#### PAGE EXTRACT ####

Internal dialogue is the voice in a character’s head. It’s the conversation a character has with themselves, and the reader often learns a great deal about how the character is feeling, how they’re coping with something, what they want, and so on. It doesn’t have to be blunt or right in the reader’s face; in fact, it can be subtle, causing the reader to extrapolate exactly what’s going on and how the character feels about what’s going on.

a smiling woman staring into a mirror
Characters Readers Relate to Gives Writers the Ability to Use Short Cuts. "She Smiled." "He Punched the Wall."

Here's the famous opening to William Faulkner’s the Sound and the Fury, told by Caddie through internal dialogue:


April Seventh, 1928.


“Through the fence, between the curling flower spaces, I could see them hitting. They were coming toward where the flag was and I went along the fence. Luster was hunting in the grass by the flower tree. They took the flag out, and they were hitting. Then they put the flag back and they went to the table, and he hit and the other hit. Then they went on, and I went along the fence. Luster came away from the flower tree and we went along the fence and they stopped and we stopped and I looked through the fence while Luster was hunting in the grass.

####

▶ [EXERCISE TASK 1]: Shorten the paragraph of the internal-dialogue page extract that begins "Internal dialogue is the voice" and keep its main facts.
▶ [EXERCISE TASK 2]: In the internal-dialogue page extract, what date heads the quoted Faulkner opening?
▶ [EXERCISE TASK 3]: Carry on the internal-dialogue page extract from its last sentence.

#### RECORDS ####

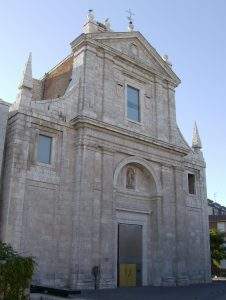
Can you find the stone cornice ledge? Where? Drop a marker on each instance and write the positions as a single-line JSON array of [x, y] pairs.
[[81, 121]]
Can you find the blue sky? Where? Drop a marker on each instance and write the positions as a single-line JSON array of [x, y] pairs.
[[191, 32]]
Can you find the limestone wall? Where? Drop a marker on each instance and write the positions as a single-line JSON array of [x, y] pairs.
[[4, 108]]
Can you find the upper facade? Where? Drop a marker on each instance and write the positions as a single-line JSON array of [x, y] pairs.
[[114, 78]]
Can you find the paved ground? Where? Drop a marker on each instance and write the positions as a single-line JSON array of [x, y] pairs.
[[214, 291]]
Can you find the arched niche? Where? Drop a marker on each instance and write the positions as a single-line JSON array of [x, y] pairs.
[[136, 175]]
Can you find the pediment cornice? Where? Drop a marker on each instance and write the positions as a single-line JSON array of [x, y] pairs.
[[102, 40]]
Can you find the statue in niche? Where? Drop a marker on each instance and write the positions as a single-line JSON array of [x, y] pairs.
[[130, 179]]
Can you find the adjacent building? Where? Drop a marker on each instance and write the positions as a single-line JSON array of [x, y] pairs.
[[217, 220], [97, 175]]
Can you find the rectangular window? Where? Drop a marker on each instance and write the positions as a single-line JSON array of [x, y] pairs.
[[44, 149], [191, 183], [133, 104], [221, 226]]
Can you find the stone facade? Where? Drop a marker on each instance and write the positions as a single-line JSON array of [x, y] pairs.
[[66, 213], [4, 109]]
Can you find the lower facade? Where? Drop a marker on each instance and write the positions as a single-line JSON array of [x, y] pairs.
[[111, 214]]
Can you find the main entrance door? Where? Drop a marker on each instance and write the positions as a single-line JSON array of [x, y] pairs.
[[129, 255]]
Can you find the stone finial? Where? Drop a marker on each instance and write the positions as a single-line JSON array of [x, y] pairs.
[[166, 59], [130, 25], [196, 141], [90, 15], [27, 81], [107, 24]]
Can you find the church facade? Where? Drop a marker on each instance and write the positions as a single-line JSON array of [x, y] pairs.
[[97, 176]]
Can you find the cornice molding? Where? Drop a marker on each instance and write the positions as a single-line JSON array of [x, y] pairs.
[[94, 39], [82, 121]]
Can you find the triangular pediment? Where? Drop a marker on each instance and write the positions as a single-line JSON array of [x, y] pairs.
[[134, 46]]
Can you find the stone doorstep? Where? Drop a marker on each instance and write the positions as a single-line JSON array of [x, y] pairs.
[[36, 296]]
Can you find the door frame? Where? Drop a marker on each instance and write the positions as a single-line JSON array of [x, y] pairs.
[[133, 218]]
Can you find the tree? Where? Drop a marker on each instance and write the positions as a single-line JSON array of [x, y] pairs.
[[15, 273], [217, 249]]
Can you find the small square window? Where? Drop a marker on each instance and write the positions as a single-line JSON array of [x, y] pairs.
[[44, 149], [191, 184], [133, 104]]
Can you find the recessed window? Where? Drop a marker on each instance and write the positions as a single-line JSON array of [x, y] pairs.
[[44, 149], [191, 183], [221, 226], [133, 104]]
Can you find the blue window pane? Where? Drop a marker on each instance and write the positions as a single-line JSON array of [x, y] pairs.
[[133, 104], [44, 149]]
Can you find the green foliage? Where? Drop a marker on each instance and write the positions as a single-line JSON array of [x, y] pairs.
[[15, 273], [218, 252]]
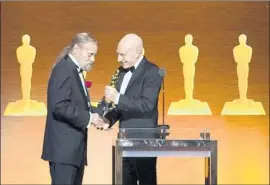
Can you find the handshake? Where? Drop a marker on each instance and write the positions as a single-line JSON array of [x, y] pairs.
[[101, 123]]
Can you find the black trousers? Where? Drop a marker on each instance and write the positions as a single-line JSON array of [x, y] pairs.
[[66, 174], [142, 169]]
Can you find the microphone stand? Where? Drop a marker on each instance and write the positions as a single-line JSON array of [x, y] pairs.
[[166, 127]]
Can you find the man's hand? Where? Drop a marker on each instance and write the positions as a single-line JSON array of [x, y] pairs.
[[105, 125], [110, 94], [96, 119]]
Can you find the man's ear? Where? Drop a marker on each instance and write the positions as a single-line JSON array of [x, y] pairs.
[[143, 51], [76, 48]]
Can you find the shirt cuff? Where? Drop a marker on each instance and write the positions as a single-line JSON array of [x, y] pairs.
[[117, 99], [90, 120]]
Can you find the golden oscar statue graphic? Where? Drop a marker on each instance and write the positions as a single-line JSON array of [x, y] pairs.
[[189, 106], [26, 107], [243, 106]]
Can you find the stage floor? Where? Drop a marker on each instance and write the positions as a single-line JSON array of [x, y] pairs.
[[243, 148]]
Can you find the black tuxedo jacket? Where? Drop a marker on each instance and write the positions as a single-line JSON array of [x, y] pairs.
[[138, 107], [65, 138]]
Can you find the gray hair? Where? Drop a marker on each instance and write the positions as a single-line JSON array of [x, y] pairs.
[[79, 38]]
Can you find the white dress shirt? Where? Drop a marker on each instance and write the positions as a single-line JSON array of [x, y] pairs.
[[82, 82], [126, 80]]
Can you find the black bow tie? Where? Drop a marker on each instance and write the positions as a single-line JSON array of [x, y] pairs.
[[80, 70], [131, 69]]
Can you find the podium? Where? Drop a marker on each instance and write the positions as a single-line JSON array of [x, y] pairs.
[[133, 147]]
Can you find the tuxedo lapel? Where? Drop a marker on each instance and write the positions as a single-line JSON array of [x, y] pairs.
[[78, 80]]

####

▶ [REPLY 1]: Internal dialogue is a character's inner voice, the conversation they have with themselves. It often shows the reader how the character feels, how they cope, and what they want. It need not be blunt. It can be subtle and leave the reader to work out what is happening and how the character feels about it.

▶ [REPLY 2]: April Seventh, 1928.

▶ [REPLY 3]:
 

"Here, caddie." He hit. They went away across the pasture. I held to the fence and watched them going away.


"Listen at you, now." Luster said. "Aint you something, thirty three years old, going on that way. After I done went all the way to town to buy you that cake. Hush up that moaning. Aint you going to help me find that quarter so I can go to the show tonight."


They were hitting little, across the pasture. I went back along the fence to where the flag was. It flapped on the bright grass and the trees.


"Come on." Luster said. "We done looked there. They aint no more coming right now. Les go down to the branch and find that quarter before them niggers finds it."


It was red, flapping on the pasture. Then there was a bird slanting and tilting on it. Luster threw. The flag flapped on the bright grass and the trees. I held to the fence.”


Now, Benjy doesn’t dive deep into his emotions here. His internal dialogue (interrupted by actual dialogue between characters) is straightforward. His actions are direct, and we don’t get a lot of “I was angry,” or “I laughed,” or anything like that. Instead, we get Benjy saying that there is a lot of “hit[ting].” He doesn’t react; he just watches and reports to us, the reader, what he’s witnessing. But as he’s watching, he holds onto the fence. Twice. Benjy, internally, is telling and showing us that he’s bothered in some way by the hitting, and that he is seeking a sort of protection and perhaps the need for stability from the chaos around him by holding onto the fence. We later (although we probably suspect from the opening scene) that there’s something off about Benjy. But as critics have pointed out, Benjy’s state as someone who views the world through the prism of mental illness represents the decline of the Compson family.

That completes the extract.